> _Extrait de page_

□ □ □ □ □ □ □

Trois Royaumes, Jin, Dynasties du Nord et du Sud, Sui
Lors de la période d’anarchie qui succède aux Han, avec les Trois Royaumes, puis les Six Dynasties (ou dynasties du Sud et du Nord), le chaos n’est guère propice à l’évolution des techniques. Cependant, les premiers proto-céladons apparaissent avec les céramiques de Yue yao, ainsi celles d’autres régions de Chine.
La dynastie Sui ne dura que trente-sept ans, de 581 à 618, mais elle eut le mérite de restaurer l’unité de la Chine, et de préparer ainsi l’arrivée des Tang et la période de prospérité qui allait s’ensuivre. Les poteries de la dynastie des Sui annoncent d’ailleurs celles de l’époque Tang ; on y retrouve en particulier des yong, statuettes funéraires de femmes ou de cavaliers, d’un style proche de ce qu’on trouvera sous les Tang, et recouvertes d’une glaçure de couleur blanche ou paille, rarement rehaussées d’un décor rouge, vert, noir ou jaune.

□ □ □ □ □ □ □

> _Entrées répertoriées_
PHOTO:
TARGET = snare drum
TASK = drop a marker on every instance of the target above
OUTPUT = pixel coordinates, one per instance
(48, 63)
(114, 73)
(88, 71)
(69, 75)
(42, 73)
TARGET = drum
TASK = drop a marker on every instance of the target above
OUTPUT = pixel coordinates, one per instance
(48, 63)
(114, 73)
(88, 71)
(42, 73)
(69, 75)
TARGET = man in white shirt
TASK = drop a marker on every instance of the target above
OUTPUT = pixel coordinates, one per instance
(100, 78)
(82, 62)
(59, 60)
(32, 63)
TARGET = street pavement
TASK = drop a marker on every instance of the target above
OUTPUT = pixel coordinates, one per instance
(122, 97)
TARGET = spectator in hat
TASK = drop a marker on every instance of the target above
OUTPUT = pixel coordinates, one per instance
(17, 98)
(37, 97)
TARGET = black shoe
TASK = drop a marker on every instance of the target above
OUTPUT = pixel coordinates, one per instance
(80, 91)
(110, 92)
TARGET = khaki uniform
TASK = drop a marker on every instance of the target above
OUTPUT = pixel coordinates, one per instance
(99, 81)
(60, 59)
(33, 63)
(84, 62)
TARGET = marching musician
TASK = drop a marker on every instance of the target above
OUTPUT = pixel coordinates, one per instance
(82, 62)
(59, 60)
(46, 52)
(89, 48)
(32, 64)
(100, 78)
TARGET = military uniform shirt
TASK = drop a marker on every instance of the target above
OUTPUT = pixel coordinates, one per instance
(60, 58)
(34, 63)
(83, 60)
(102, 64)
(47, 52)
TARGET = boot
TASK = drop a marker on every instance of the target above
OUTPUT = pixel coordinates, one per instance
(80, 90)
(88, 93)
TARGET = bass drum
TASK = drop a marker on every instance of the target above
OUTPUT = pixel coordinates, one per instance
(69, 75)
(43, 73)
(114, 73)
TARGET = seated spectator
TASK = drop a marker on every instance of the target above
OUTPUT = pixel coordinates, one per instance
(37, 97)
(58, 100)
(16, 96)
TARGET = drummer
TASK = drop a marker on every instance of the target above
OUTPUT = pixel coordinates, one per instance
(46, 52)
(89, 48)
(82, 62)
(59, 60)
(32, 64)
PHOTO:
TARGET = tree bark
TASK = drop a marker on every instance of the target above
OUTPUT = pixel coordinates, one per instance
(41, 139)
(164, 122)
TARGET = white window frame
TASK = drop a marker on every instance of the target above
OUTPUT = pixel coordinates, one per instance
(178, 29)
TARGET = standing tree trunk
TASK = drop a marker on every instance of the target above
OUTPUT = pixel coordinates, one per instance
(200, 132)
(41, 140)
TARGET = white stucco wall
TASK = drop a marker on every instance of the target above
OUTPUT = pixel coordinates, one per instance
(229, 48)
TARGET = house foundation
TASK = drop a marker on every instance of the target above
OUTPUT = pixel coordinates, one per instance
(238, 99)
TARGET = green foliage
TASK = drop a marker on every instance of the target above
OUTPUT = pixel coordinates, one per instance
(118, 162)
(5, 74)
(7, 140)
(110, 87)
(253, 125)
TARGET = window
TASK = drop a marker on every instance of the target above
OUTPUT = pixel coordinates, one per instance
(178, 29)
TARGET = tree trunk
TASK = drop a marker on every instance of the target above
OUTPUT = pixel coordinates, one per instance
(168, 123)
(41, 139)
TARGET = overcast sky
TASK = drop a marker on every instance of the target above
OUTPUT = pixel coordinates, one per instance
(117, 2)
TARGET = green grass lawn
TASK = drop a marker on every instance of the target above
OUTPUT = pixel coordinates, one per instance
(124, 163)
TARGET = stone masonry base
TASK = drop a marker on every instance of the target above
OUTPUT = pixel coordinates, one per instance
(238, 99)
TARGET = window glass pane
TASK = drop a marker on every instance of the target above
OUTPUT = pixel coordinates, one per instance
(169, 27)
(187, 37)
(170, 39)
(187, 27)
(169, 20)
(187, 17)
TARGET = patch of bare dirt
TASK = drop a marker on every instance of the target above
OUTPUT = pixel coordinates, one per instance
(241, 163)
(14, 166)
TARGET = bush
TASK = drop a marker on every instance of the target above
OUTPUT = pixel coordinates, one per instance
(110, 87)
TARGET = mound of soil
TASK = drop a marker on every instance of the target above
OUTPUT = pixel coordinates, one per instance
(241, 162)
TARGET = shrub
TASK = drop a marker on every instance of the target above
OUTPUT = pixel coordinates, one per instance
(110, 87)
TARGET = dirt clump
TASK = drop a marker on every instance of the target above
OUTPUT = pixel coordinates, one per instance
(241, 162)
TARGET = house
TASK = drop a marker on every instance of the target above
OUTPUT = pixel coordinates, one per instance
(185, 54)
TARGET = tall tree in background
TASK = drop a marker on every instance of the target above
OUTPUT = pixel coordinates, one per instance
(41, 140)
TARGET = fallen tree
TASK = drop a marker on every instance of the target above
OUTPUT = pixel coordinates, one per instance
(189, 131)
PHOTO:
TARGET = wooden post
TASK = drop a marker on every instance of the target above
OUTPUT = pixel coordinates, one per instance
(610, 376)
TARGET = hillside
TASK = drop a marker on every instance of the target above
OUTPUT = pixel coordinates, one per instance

□ □ □ □ □ □ □

> _Consignes_
A – Recopiez mot pour mot le passage de l'extrait sur la céramique chinoise compris entre « La dynastie Sui » et « noir ou jaune. », ces deux limites incluses.
B – Reprenez l'extrait sur la céramique chinoise et prolongez-le à partir de sa dernière phrase.
Les entrées forment un ensemble à part, distinct de l'extrait sur la céramique chinoise.

> _Réponses de l'exercice_
A –
La dynastie Sui ne dura que trente-sept ans, de 581 à 618, mais elle eut le mérite de restaurer l’unité de la Chine, et de préparer ainsi l’arrivée des Tang et la période de prospérité qui allait s’ensuivre. Les poteries de la dynastie des Sui annoncent d’ailleurs celles de l’époque Tang ; on y retrouve en particulier des yong, statuettes funéraires de femmes ou de cavaliers, d’un style proche de ce qu’on trouvera sous les Tang, et recouvertes d’une glaçure de couleur blanche ou paille, rarement rehaussées d’un décor rouge, vert, noir ou jaune.

B –
Céramiques Tang
Cheval Tang « trois couleurs » du viiie siècle.Musée Guimet
La dynastie Tang (618 – 907) fut un « âge d’or » dont le dynamisme ouvrit largement le monde chinois sur l’extérieur, en développant considérablement la route de la soie, ainsi que les relations avec l’Asie centrale et la Perse. L’art de la céramique Tang commença à s’exporter largement, et parfois fort loin, jusqu’en Égypte et même au Kenya. Cette période a vu apparaître les céramiques bien différentes d’aspect que sont les xing et les sancai, mais de grand intérêt dans les deux cas. La porcelaine fine se développa et fut de plus en plus appréciée. L’une des premières mentions de porcelaines par un étranger fut faite par un voyageur arabe dans la Chine des Tang, qui écrivait:
« Ils ont en Chine une argile très fine dont ils font des vases qui sont transparents comme le verre; on peut apercevoir l’eau au travers de leurs parois. Ces vases sont faits d’argile. »
Les Arabes connaissaient fort bien le verre et sa fabrication, et ce voyageur était certain qu’il ne s’agissait pas de ce qu’il connaissait sous le nom de verre.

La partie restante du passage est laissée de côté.